Copy each line of the records below, from the first through the one that contains "compact form (35,83).", exactly as written.

───── Information

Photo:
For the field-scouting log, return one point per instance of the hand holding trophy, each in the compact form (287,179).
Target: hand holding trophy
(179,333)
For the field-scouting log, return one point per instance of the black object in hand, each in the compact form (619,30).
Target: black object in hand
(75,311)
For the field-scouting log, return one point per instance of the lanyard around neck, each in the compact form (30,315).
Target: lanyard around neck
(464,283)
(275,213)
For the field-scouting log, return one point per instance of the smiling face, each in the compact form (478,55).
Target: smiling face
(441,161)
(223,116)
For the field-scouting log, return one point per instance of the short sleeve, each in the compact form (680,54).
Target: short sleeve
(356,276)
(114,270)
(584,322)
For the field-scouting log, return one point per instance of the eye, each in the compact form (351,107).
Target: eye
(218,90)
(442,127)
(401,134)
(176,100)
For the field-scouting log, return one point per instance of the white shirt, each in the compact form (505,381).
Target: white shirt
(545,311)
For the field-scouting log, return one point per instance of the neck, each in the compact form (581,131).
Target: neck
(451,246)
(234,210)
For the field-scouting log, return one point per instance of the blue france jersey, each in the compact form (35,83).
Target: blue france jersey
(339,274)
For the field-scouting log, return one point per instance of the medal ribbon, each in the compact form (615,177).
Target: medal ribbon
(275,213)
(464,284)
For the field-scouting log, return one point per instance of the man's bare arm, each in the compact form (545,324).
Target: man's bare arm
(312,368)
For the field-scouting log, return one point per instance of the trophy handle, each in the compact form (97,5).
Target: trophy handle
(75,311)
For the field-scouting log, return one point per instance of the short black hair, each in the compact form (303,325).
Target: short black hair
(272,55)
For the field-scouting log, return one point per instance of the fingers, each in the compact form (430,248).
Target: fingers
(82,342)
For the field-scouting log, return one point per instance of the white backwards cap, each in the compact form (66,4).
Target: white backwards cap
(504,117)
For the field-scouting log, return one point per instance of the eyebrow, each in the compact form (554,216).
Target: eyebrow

──────────

* Expected answer
Photo:
For the field-scouting log, return one point per instance of the hand holding trophy, each in the compact form (287,179).
Target: hand holding trophy
(179,333)
For the field-scouting log, return one point per instance of the black object in hand, each in the compact form (619,30).
Target: black object in hand
(75,311)
For the field-scouting log, return one point per instance of the lanyard around neck, each in the compact form (30,315).
Target: lanyard around neck
(464,283)
(275,213)
For the field-scouting log, return one point per instance of the smiling face, each in the compact form (478,55).
Target: smiling face
(441,161)
(223,116)
For the field-scouting log, return one point per instance of the short sleeve, each in the compact form (680,54).
Target: short sleeve
(356,276)
(114,270)
(584,322)
For the field-scouting log, return one point per instance of the eye, each in the compact form (351,107).
Target: eye
(218,90)
(442,127)
(401,134)
(176,100)
For the field-scouting log, return one point per instance of the white shirt, each in the compact form (505,381).
Target: white shirt
(545,311)
For the field-scouting log, return one point per instance of the neck, each in the compact form (581,131).
Target: neck
(451,246)
(234,210)
For the field-scouting log, return one point per instance of the blue france jersey, each in the compact form (35,83).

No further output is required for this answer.